▶ Instructions to follow:
Update the listing below by replacing "Ground" with "Locate" everywhere it occurs, keeping everything else unchanged. Leave the pictures out of your answer.

— start of Exercise input —

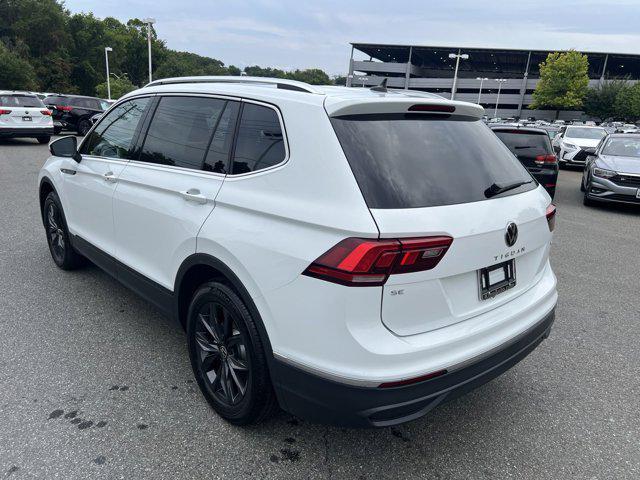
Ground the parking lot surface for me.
[0,136,640,479]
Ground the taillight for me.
[303,236,453,287]
[535,154,558,165]
[547,203,556,232]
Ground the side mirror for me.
[49,136,82,163]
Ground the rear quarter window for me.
[331,114,536,209]
[494,130,552,156]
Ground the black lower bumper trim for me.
[272,311,555,427]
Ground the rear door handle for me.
[180,188,209,205]
[102,172,118,183]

— end of Exercise input —

▶ Written solution:
Locate the parking lot surface for me.
[0,136,640,479]
Locate the taillight for me.
[303,236,453,287]
[535,154,558,165]
[547,203,556,232]
Locate the side mirror for me.
[49,136,82,163]
Locate the rear quarter window for me.
[331,114,536,209]
[494,130,552,156]
Locate the black lower bumper trim for me.
[272,311,555,427]
Locate the rear door handle for me.
[180,188,209,205]
[102,172,118,183]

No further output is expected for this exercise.